__What is being asked__
Scan the entries for the word "decorative", and copy every line where it appears.

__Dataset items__
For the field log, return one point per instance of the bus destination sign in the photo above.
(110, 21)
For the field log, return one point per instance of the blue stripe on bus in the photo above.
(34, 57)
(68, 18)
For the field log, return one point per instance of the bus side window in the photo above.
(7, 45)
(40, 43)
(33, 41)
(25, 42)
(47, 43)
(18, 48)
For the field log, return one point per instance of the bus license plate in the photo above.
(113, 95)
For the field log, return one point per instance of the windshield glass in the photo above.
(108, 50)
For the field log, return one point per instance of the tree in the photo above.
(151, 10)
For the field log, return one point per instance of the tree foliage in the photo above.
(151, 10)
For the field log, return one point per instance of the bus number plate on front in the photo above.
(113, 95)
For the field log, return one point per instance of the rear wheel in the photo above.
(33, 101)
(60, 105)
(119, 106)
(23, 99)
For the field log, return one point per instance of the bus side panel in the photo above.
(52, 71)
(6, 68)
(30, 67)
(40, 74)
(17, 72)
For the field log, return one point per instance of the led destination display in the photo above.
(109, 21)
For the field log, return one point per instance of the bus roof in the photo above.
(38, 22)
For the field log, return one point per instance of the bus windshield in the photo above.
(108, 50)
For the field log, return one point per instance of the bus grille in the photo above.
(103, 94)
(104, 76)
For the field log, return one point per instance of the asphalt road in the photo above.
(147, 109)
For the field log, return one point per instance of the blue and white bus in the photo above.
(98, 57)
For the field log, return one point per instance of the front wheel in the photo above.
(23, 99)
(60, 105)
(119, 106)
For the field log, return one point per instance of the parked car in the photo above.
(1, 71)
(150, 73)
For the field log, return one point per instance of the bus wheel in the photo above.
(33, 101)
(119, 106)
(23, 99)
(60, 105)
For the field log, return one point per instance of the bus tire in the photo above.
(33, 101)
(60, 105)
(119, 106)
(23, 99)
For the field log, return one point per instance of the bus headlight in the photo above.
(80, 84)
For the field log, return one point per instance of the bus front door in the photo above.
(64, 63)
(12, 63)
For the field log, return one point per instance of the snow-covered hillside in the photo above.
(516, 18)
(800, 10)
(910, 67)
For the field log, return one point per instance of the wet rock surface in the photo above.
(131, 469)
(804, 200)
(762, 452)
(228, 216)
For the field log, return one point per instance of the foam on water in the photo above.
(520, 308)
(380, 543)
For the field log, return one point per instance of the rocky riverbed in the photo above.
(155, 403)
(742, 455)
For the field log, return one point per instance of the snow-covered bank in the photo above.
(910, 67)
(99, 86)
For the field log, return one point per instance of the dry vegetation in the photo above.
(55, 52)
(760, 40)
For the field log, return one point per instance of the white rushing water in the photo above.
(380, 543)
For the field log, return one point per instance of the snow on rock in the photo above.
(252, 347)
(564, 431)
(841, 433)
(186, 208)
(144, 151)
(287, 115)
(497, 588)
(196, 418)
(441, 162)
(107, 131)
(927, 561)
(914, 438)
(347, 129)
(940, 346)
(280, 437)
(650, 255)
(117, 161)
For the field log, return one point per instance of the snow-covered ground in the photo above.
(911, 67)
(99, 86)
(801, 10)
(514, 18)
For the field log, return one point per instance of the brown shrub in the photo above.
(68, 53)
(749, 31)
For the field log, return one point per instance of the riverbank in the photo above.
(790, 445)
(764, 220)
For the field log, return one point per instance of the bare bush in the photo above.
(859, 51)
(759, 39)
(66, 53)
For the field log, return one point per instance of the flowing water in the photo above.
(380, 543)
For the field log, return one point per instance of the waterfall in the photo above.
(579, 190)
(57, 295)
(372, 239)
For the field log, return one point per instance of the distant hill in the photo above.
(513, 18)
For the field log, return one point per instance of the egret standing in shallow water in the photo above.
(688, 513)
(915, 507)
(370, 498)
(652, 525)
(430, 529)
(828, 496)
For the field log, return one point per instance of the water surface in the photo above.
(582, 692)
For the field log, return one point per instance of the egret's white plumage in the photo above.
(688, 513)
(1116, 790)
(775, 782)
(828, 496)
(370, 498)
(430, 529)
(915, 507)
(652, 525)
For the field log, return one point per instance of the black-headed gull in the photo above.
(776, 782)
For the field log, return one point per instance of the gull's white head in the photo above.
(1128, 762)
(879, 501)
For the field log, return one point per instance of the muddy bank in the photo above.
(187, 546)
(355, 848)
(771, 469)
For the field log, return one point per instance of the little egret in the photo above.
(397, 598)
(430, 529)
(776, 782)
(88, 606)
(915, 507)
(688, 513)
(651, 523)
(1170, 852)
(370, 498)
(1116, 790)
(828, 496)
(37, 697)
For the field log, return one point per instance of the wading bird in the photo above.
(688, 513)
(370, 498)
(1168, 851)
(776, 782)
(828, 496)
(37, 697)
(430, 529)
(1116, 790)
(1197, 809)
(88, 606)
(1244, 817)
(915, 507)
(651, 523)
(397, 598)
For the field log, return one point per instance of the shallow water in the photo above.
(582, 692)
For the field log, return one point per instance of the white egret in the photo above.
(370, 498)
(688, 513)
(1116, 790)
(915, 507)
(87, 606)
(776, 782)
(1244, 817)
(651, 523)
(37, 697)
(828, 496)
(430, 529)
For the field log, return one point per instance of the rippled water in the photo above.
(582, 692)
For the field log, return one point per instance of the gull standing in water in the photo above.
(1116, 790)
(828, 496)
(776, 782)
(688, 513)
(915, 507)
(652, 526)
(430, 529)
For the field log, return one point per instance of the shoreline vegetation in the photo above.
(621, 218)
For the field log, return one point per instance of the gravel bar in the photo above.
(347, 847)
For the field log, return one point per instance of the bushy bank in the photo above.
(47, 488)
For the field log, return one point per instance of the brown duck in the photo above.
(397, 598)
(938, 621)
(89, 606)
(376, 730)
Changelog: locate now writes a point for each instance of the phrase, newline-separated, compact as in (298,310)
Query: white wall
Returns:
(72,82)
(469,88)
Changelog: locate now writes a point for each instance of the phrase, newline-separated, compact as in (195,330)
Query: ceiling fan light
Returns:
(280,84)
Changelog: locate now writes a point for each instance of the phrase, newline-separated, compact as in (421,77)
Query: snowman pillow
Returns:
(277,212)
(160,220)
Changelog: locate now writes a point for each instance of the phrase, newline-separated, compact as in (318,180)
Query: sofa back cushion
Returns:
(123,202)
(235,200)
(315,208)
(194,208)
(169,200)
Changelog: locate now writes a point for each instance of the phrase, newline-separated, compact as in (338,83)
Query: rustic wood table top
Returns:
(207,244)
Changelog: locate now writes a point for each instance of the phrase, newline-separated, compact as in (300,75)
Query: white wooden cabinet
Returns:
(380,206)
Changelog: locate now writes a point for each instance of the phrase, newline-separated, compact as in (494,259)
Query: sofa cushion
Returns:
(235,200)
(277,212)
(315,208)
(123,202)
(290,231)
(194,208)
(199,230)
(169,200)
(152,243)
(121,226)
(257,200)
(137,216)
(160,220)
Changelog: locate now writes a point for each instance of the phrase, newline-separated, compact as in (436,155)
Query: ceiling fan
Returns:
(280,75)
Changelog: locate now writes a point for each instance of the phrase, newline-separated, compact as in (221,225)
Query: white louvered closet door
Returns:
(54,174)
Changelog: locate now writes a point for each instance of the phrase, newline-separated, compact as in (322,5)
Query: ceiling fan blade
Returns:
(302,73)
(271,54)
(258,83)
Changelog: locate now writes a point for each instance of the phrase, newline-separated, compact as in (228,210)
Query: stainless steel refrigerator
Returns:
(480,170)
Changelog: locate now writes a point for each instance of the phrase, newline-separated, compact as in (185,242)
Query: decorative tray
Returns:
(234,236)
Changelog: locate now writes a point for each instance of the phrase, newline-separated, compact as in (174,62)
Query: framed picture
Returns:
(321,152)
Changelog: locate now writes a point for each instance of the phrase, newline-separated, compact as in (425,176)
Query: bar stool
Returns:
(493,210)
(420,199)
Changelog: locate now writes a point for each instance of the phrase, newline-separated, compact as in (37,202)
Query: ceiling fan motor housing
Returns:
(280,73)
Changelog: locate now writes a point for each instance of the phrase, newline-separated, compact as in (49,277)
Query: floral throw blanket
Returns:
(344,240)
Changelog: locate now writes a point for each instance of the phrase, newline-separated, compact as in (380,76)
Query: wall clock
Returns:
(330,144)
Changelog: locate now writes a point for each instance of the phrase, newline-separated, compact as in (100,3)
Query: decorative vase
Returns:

__Solution to this exercise__
Query: decorative tray
Query: decorative vase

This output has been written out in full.